** Start of Document excerpt **

That choice demands an explanation.

When leaders reject transparency, resist outside review and insist on maintaining control of an office under investigation, the natural and unavoidable question is not whether they intend to raise suspicion, but why they appear so willing to invite it.

And that question is not without foundation.

For years, the Clerk’s Office and the commissioners have been connected through a series of actions that consistently limited public access to information and avoided meaningful scrutiny, including the use of a secret ballot — facilitated through the Clerk’s Office — to fill a legislative vacancy. The News Letter Journal successfully challenged that action in court in order to bring the process into the open, and also uncovered the existence of an unlawful group chat — also orchestrated by the Clerk — in which public business was conducted outside the public’s view.

Those incidents were not isolated. They were accompanied by repeated disputes over access to records, including delays and resistance in providing documents tied to bonding requirements and, more recently, records essential to understanding the discrepancies and certification issues that emerged from the 2024 election — an election that has now become the subject of both criminal prosecution and
civil action.

At the same time, routine transparency declined, as fewer documents were made available to the public online and explanations offered for that reduction failed to withstand even basic scrutiny, confirming the perception that access to information was being restricted deliberately. During a public town hall to discuss financial challenges at the fairgrounds, Commissioner Marty Ertman recently doubled down on Hadlock’s false claims that the amount of financial information the county makes available online was decreased for financial reasons.

These actions form a pattern that cannot be ignored, and continued efforts to prevent outside scrutiny of county records and practices are clearly designed to avoid further revelations of abuse, incompetence or neglect on the part of county officials.

This consistent reluctance to operate in the open and the commissioners’ repeated tendency to limit public visibility into decisions that demand it most is precisely the pattern that makes the commissioners’ current course downright alarming.

This is no longer about a single official or a single election. It is about whether the system itself — the practices, procedures and relationships that have governed the Clerk’s Office for years — can be trusted to examine its own conduct and provide a full and honest accounting to the public.

There is no reasonable basis to believe that it can.

Staff members within the office may have acted in good faith, or they may not have, but what is beyond dispute is that they were trained, directed and shaped within a system now under serious legal scrutiny, and that reality alone makes it impossible for an internal appointment to deliver the level of independence required to restore confidence.

Only an outsider — someone with no ties to the existing structure and no stake in preserving it — can credibly undertake the work that now needs to be done, including a thorough review of election procedures, records management practices and compliance with open government laws, followed by a full and transparent accounting to the public.

Anything less will leave too many questions unanswered, but instead of seeking those answers, the commissioners’ recent actions are only raising more questions.

Why were efforts to advance prosecution slowed?

Why were independent nominees rejected?

** End of Document excerpt **
** Start of Recorded data **

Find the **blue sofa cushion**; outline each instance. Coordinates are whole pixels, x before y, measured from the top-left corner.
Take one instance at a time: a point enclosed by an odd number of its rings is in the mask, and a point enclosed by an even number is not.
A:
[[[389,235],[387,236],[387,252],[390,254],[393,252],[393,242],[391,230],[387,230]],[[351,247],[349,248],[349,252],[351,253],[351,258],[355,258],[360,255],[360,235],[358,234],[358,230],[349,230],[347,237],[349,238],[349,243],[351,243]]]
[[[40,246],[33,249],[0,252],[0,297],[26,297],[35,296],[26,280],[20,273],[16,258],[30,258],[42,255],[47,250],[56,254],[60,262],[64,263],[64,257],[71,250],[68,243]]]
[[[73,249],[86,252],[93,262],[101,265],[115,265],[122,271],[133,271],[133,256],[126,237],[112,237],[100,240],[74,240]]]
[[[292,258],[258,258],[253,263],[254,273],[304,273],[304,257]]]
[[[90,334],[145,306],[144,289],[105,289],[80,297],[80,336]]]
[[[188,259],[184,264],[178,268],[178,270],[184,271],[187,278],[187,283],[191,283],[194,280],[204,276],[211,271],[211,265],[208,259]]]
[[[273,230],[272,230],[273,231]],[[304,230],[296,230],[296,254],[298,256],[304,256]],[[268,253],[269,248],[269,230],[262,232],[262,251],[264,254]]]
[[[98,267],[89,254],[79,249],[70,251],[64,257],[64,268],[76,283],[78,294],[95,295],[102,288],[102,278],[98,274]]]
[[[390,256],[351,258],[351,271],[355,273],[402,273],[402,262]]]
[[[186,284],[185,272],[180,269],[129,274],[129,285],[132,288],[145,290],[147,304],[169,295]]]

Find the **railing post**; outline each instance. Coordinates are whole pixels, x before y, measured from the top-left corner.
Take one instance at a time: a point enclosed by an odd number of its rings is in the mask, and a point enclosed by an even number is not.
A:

** End of Recorded data **

• _Prompt 1_:
Translate this sentence from the editorial on the Clerk's Office into Spanish: "There is no reasonable basis to believe that it can."
• _Prompt 2_:
Edit everything in the records from the line containing "Find the **railing" down to the end of the records, changing "railing post" to "fence post" and leaving everything else as it is.

• _Complete output 1_:
No hay ninguna base razonable para creer que pueda hacerlo.

• _Complete output 2_:
Find the **fence post**; outline each instance. Coordinates are whole pixels, x before y, measured from the top-left corner.
Take one instance at a time: a point enclosed by an odd number of its rings is in the mask, and a point enclosed by an even number is not.
A:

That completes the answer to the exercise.